:: ASSIGNMENT ::
Identify, in the records below, every line where the string "jacket" appears, and copy each such line.

:: DATA EXTRACTS ::
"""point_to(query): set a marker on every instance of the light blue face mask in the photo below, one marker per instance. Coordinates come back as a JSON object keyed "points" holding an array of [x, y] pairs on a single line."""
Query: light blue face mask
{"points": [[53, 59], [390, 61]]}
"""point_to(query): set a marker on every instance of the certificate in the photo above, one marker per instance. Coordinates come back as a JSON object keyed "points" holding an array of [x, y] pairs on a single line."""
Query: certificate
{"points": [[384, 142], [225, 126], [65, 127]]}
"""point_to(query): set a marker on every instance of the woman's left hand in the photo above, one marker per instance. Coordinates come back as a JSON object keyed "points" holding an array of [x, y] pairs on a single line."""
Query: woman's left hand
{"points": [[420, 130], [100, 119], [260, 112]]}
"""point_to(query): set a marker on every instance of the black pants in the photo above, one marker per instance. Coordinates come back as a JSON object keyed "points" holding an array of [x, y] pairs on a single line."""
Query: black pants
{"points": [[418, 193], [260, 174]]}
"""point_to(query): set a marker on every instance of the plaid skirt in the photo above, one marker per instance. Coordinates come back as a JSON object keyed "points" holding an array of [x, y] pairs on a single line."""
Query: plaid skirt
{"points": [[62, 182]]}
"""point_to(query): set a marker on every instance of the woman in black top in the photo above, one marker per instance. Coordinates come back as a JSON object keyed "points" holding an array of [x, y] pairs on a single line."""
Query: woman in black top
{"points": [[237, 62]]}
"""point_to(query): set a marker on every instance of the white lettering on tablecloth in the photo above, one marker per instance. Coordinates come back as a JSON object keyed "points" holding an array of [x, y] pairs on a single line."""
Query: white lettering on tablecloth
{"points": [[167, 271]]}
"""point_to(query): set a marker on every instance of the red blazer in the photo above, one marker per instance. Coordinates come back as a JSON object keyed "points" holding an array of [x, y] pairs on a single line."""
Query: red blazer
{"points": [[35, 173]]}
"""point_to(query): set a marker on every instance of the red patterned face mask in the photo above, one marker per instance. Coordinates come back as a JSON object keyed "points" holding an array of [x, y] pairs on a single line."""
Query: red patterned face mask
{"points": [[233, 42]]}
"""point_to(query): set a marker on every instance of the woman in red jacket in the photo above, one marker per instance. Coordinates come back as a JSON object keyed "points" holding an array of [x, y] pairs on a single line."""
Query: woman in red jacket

:: TASK SOLUTION ::
"""point_to(query): set a marker on every instance of the woman in red jacket in the photo above, one marker per instance. Coordinates come back as a JSON object keyed "points" holding an array of [x, y] pairs on a single line."""
Query: woman in red jacket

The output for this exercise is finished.